What is required:
Reproduce the entries from the line containing "Trivia challenge: Given the picture above, pinpoint the sign" through the end of the entries, replacing "shrub" with "bush" and leaving everything else unchanged.

Data in this exercise:
• • • •
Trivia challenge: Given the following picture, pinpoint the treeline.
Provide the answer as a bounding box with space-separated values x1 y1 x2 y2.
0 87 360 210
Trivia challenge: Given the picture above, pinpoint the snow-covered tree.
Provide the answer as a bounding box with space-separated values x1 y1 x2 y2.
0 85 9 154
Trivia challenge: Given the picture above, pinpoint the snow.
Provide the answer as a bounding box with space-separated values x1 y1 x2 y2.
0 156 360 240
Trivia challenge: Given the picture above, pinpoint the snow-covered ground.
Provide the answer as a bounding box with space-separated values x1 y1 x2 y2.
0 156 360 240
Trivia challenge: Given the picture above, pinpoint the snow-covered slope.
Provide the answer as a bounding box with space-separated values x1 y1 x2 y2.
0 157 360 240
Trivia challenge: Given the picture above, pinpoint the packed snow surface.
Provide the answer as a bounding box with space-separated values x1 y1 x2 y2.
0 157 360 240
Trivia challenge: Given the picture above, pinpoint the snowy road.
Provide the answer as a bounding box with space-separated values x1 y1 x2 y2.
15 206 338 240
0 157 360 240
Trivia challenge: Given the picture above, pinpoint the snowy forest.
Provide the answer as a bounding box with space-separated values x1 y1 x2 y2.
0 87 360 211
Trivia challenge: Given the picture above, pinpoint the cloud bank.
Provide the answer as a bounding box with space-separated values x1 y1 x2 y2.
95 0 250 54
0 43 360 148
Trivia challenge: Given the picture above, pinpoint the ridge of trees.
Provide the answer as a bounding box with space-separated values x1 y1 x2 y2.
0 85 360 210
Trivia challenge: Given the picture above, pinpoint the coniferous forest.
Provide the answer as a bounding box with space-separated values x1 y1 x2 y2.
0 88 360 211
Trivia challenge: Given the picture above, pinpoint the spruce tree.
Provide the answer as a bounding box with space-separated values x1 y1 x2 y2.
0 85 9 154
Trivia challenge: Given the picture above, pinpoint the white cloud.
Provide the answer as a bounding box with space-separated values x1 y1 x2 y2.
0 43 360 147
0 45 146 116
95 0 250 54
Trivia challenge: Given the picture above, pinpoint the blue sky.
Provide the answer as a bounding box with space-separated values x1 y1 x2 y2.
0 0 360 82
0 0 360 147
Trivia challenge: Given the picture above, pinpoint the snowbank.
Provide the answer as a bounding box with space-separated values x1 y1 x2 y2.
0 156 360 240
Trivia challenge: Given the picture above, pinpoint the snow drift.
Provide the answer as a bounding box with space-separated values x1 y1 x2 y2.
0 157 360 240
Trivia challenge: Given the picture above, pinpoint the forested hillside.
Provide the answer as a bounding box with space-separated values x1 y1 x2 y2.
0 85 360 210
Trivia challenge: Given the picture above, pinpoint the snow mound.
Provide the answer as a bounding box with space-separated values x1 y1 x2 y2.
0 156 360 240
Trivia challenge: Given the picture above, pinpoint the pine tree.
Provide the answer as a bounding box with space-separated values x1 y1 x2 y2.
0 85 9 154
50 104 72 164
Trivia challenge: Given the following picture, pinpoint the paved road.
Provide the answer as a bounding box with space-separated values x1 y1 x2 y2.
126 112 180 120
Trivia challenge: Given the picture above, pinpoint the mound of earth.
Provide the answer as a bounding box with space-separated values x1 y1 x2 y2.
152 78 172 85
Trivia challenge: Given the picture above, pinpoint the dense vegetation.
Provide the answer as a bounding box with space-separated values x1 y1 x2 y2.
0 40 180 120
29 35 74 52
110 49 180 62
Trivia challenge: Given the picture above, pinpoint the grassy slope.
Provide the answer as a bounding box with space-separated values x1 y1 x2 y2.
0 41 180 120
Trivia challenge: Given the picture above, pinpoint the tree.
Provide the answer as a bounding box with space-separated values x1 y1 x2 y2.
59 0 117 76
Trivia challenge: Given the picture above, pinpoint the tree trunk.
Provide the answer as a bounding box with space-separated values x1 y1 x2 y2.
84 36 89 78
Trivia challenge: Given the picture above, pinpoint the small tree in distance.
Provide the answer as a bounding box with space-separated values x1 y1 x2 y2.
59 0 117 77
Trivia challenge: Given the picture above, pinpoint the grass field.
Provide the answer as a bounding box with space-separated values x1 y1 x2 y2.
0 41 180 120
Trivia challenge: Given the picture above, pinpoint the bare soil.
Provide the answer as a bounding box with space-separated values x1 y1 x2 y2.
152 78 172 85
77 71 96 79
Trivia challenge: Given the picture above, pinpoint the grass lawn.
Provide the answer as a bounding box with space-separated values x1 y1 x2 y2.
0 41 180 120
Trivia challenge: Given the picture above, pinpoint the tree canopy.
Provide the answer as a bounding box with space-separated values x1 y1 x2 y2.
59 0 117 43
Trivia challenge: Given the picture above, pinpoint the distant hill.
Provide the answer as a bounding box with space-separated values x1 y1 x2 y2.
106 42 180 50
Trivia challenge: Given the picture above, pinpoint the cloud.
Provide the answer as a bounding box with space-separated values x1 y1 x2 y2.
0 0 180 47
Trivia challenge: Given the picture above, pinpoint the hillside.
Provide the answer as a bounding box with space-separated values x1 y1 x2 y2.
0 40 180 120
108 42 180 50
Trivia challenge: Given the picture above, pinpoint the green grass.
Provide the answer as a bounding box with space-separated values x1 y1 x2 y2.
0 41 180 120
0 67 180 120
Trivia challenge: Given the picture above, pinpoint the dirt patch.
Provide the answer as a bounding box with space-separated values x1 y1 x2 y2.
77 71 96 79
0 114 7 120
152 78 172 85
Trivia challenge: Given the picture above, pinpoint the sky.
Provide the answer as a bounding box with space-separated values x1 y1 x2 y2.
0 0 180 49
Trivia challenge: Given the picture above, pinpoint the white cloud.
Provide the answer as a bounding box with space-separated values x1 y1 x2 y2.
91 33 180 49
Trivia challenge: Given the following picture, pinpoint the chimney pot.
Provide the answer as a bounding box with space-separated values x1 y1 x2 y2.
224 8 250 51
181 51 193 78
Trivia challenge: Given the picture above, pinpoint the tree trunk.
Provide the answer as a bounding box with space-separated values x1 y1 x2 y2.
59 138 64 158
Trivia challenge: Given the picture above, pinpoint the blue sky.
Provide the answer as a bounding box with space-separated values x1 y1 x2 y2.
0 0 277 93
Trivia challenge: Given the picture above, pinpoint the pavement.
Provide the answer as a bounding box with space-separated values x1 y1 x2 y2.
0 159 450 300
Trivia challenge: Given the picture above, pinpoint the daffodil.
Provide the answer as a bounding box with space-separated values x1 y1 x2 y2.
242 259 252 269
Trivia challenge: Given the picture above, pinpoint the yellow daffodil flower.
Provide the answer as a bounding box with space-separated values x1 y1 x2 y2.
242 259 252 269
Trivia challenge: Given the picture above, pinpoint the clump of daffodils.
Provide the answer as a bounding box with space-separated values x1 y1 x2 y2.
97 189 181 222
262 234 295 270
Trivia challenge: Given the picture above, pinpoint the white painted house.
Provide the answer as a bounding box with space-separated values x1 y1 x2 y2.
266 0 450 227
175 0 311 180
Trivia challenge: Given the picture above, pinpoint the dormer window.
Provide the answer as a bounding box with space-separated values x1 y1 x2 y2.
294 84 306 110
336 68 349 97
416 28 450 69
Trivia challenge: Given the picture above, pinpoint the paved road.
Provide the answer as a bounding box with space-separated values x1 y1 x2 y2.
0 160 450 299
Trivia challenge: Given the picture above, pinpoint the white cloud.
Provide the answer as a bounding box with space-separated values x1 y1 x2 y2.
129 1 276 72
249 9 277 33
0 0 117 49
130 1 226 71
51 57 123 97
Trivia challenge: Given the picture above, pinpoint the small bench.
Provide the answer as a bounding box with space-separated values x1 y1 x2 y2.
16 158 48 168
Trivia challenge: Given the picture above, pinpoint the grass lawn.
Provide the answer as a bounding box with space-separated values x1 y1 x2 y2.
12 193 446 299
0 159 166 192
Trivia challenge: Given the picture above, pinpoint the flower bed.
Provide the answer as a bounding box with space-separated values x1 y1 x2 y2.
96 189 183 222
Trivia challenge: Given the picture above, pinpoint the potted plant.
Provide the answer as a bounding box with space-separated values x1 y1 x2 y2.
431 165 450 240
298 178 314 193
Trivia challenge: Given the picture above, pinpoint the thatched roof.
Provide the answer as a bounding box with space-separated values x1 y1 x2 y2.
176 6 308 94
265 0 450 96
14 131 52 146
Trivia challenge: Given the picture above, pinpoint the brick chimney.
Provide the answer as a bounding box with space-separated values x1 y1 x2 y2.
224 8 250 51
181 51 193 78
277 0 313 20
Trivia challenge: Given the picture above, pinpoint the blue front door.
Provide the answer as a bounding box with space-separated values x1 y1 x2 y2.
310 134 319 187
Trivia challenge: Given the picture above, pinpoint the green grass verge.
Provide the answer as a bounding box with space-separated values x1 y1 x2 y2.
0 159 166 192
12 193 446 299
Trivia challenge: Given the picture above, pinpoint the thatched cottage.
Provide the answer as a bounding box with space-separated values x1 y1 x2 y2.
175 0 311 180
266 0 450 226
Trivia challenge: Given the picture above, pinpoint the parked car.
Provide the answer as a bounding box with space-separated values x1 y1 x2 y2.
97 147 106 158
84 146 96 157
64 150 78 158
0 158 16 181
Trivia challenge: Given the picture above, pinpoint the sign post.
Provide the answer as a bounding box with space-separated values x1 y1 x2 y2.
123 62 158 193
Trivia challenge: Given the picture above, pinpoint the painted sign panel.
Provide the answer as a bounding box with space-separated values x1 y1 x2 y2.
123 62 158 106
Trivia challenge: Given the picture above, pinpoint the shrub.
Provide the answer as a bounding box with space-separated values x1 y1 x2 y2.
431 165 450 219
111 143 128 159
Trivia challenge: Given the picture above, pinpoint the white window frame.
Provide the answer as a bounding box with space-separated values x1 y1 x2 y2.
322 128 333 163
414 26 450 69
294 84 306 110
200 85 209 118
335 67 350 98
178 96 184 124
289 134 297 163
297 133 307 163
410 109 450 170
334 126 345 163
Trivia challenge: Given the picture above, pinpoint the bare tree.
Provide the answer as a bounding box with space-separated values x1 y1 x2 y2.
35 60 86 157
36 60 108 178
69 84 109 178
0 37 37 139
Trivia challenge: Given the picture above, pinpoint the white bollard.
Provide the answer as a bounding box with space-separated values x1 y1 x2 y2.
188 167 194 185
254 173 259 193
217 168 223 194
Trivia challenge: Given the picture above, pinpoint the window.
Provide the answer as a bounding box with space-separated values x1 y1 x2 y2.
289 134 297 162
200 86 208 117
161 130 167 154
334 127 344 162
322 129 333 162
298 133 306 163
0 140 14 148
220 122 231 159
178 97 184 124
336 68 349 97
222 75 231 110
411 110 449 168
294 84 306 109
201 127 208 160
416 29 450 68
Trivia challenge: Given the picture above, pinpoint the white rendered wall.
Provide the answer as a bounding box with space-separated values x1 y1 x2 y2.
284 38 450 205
• • • •
Output for this task:
Trivia challenge: Given the picture above, pinpoint the sign post.
Provide the answer as a bounding box with space-separated values x1 y1 x2 y2.
123 62 158 193
Trivia challenge: Given the picture above, pinpoint the painted sign panel.
Provide the answer as a bounding box with space-separated values x1 y1 x2 y2.
123 62 158 106
Trivia challenge: Given the picture above, pinpoint the bush.
Provide the answer as a bounding box with space-separated values x1 y1 x2 y2.
431 165 450 219
111 143 128 159
Trivia challenge: Given the picture above, pinpoint the white window frame.
Provide the answer as a bounding box with space-separated values x1 y1 x2 y2.
322 128 333 163
414 26 450 69
294 84 306 110
200 85 209 118
335 67 350 98
178 96 184 124
289 134 297 163
297 133 307 163
410 109 450 170
334 126 345 163
Trivia challenge: Given the picture above, pinpoint the bare tree.
Provide the answer as a bounding box with space-separated values x1 y1 x2 y2.
35 60 86 157
36 60 108 178
69 84 109 178
0 37 37 139
Trivia challenge: Given the picture above, pinpoint the white bollard.
Provide the answer as a bounding box with space-separated values x1 y1 x2 y2.
188 167 194 185
254 173 259 193
217 168 223 194
Trivia challenge: Given the picture above, pinpoint the window.
Provide the answer as a bounding box with space-separated values x1 y1 x2 y2.
289 134 297 162
200 86 208 117
161 130 167 154
334 127 344 162
322 129 333 162
298 133 306 163
0 140 14 148
220 122 231 159
178 97 184 124
336 68 349 97
222 75 231 110
411 110 449 168
294 84 306 109
201 127 208 160
416 29 450 68
Trivia challenge: Given the picture above, pinpoint the white rendered wall.
Provide the answer as a bounding box with space-separated values x1 y1 x2 y2.
284 38 450 205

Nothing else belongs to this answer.